Problem description
In the records that come next, find every line with "railing". Return those lines.

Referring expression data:
+ + +

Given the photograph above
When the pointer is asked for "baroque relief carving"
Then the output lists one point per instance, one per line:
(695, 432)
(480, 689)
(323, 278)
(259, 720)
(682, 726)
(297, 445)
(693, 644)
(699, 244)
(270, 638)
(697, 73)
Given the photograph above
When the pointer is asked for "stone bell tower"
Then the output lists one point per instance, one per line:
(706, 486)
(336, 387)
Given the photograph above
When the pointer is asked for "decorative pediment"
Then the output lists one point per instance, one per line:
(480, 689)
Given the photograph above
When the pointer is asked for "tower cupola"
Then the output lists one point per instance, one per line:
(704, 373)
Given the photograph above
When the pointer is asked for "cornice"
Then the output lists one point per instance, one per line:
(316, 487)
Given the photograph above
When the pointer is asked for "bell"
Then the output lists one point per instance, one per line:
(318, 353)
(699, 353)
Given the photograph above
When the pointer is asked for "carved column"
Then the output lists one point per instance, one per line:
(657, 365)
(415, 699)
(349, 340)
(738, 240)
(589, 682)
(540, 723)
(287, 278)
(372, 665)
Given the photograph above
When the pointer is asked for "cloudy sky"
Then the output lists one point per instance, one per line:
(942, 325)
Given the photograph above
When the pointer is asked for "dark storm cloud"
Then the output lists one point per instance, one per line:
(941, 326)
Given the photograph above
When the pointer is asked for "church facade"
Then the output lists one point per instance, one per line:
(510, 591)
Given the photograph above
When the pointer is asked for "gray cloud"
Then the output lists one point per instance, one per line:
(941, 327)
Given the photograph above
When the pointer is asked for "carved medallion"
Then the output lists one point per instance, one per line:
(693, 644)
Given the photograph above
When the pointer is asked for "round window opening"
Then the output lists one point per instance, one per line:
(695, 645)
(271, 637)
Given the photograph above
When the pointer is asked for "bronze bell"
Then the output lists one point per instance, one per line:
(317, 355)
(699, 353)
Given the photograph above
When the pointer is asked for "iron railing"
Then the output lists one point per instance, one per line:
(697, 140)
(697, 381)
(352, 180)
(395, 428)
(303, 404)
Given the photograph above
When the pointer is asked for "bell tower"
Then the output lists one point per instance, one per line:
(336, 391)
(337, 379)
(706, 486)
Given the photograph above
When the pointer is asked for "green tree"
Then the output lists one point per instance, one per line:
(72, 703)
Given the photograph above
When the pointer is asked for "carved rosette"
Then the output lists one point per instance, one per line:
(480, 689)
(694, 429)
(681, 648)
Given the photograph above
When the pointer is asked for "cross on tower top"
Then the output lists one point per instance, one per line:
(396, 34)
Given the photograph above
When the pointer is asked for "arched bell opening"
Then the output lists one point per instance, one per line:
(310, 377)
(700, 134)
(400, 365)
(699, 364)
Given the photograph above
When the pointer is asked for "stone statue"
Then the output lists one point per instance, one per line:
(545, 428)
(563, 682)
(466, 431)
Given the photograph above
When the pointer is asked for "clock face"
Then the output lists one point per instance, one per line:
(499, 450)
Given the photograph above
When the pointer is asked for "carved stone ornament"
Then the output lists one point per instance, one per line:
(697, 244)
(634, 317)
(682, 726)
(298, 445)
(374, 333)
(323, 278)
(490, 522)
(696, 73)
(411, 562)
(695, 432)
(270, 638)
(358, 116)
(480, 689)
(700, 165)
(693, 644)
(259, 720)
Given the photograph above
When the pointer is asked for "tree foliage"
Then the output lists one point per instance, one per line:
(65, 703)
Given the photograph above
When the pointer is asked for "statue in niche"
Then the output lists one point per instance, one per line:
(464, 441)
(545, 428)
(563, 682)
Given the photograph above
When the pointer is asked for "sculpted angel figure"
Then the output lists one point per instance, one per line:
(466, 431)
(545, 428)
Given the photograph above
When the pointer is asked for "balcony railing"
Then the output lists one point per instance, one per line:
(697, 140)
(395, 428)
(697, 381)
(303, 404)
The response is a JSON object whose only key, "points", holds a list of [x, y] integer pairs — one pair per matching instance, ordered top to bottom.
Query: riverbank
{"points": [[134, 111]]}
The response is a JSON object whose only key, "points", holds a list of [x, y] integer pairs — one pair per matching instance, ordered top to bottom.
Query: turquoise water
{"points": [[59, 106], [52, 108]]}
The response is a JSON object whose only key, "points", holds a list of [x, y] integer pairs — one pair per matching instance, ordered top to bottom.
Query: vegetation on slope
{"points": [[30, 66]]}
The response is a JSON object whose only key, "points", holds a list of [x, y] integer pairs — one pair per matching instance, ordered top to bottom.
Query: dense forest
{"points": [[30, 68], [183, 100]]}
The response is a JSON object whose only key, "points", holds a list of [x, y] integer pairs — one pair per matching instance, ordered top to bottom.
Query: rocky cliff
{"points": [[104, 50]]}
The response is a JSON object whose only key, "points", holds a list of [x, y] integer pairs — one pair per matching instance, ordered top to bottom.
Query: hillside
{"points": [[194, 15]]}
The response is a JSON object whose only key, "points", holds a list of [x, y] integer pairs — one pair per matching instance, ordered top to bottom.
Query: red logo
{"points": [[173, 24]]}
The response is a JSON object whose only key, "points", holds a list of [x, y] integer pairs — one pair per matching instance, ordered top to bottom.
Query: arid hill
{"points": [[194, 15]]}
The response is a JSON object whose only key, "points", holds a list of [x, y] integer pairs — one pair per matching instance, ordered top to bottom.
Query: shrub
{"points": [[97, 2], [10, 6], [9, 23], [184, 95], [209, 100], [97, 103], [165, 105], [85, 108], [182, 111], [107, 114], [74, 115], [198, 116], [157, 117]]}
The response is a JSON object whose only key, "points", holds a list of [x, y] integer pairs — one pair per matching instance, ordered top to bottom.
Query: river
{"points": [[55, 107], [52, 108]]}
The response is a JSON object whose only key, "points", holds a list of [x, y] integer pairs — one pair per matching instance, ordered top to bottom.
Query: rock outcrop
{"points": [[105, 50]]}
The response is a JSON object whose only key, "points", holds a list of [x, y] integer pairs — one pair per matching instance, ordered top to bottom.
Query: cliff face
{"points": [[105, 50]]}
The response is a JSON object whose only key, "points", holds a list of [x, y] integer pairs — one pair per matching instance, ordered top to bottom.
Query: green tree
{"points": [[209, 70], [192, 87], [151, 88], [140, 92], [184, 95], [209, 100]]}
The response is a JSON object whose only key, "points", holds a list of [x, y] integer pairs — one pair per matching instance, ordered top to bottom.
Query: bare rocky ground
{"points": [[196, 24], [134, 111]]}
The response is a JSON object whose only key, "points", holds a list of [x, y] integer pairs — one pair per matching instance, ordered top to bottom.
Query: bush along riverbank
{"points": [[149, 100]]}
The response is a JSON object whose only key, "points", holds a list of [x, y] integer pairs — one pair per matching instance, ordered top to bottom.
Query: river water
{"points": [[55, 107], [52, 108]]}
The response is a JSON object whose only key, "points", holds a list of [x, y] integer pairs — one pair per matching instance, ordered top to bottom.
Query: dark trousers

+ + +

Completed exercise
When the pointer is asked for "iron railing"
When the pointer is asked for "balcony railing"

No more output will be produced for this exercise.